### Document
* Start *
She will touch everything and anything in the house, but she knows my laptop is a no-go zone. It’s my shrine. She never touches it, unless I open for her a blank word document and she types stuff on it. I love it because there is a mixture of reverence and fear in her where my laptop is involved. She imagines I would go bananas if she touched it, and yes, it would make me anxious, but at the end of the day it’s just a laptop.

I love when I’m writing on the couch and she comes and squeezes herself next to me and just sits there in silence, watching the screen and not saying nary a word. I love it because I know she mustering the courage to ask me if she can touch the letter “T” for Toy. Or Tamms.

Have you seen a child sit on a chair? With their small feet dangling at the edge? Their small feet swinging in and out like a yoyo? Have you seen? Doesn’t it make you feel that life is great even with all its barbs? Doesn’t that action tell you that everything will be all right, that it’s never that serious? Every time I see a kid do that I get an overwhelming urge to steal them. I’m serious.
* End *
### Information supplied
* Start *
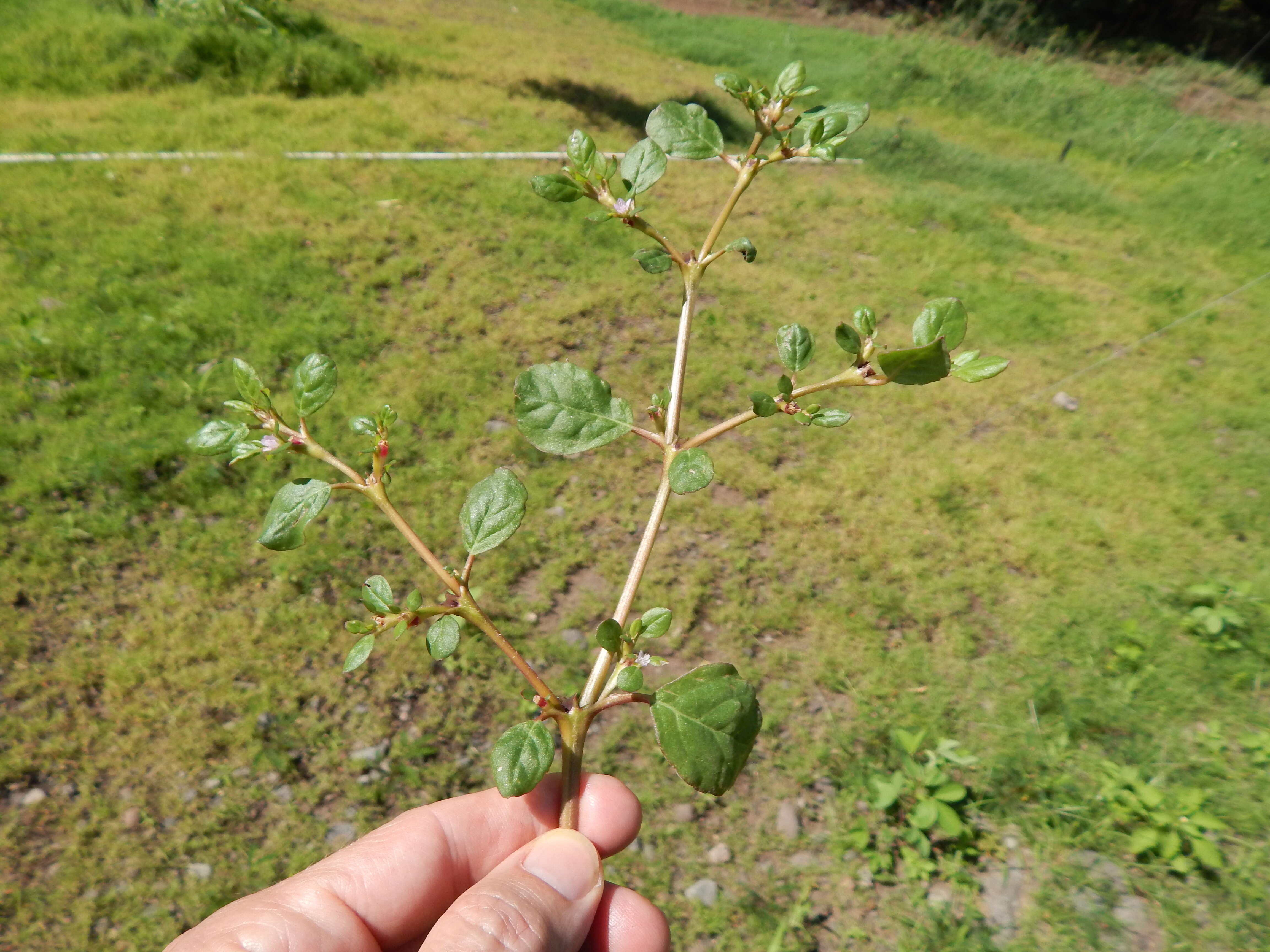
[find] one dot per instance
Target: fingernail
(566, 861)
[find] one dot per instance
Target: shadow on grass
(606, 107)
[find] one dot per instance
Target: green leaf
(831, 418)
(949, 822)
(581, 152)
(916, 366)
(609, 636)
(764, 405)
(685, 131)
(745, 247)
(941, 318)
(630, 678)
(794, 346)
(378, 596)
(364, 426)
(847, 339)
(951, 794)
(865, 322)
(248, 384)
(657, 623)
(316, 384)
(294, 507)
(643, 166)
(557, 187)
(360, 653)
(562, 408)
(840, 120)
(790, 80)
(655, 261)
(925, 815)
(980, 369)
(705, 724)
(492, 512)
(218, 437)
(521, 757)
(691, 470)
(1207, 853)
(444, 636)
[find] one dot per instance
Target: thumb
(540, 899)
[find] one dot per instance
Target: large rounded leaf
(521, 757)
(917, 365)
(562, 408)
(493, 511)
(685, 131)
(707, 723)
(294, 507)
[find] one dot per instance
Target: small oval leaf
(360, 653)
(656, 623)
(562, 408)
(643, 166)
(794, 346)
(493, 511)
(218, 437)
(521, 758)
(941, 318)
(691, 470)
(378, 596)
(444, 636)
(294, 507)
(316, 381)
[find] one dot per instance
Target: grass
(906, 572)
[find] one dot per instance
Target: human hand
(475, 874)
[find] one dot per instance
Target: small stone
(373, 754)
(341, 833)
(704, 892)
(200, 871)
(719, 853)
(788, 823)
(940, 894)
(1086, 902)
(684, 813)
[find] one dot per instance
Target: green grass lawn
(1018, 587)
* End *
### Given request 1
Answer these questions from the piece about the child and the laptop:
(a) What does she do on the laptop when the writer opens a blank word document for her?
(b) Which letter does she work up the courage to ask if she can touch?
(c) What urge does the writer feel on seeing a kid sit with small feet dangling?
### Given request 2
Extend the piece about the child and the laptop, picking up after its final sentence.
The items are not needed here.

### Written answer 1
(a) She types stuff on it.
(b) The letter "T," for Toy or Tamms.
(c) An overwhelming urge to steal them.

### Written answer 2
She likes purple. It’s her favourite color, when purple is your little girl’s favourite colour you know it will be your favourite colour too somehow, by duress. But purple on hair looks dreadful even if it’s on your favourite girl. Sometimes when she is fresh off the salon and she expects me to notice that her hair is new. But if I’m too slow, she demand to know if I like her hair. I don’t know if gaudy purple braids that look like a deep-sea weed is my thing. But I like where it’s all coming from; her sense of vanity.

There is that moment most mornings when I go down on one knee to tie her school shoelaces. That moment when, while I’m tying the laces, she sort of places her right hand on my head. Like she is blessing me. Like she is according me the greatest honor a father can be accorded. That to me is always makes me tender inside. And at that precise moment when I can feel her tiny hands on the crown of my head, nothing ever can burst that bubble, not even when she quips, “Papa, you don’t have hair here!”

I’d love to hear your moments, gang.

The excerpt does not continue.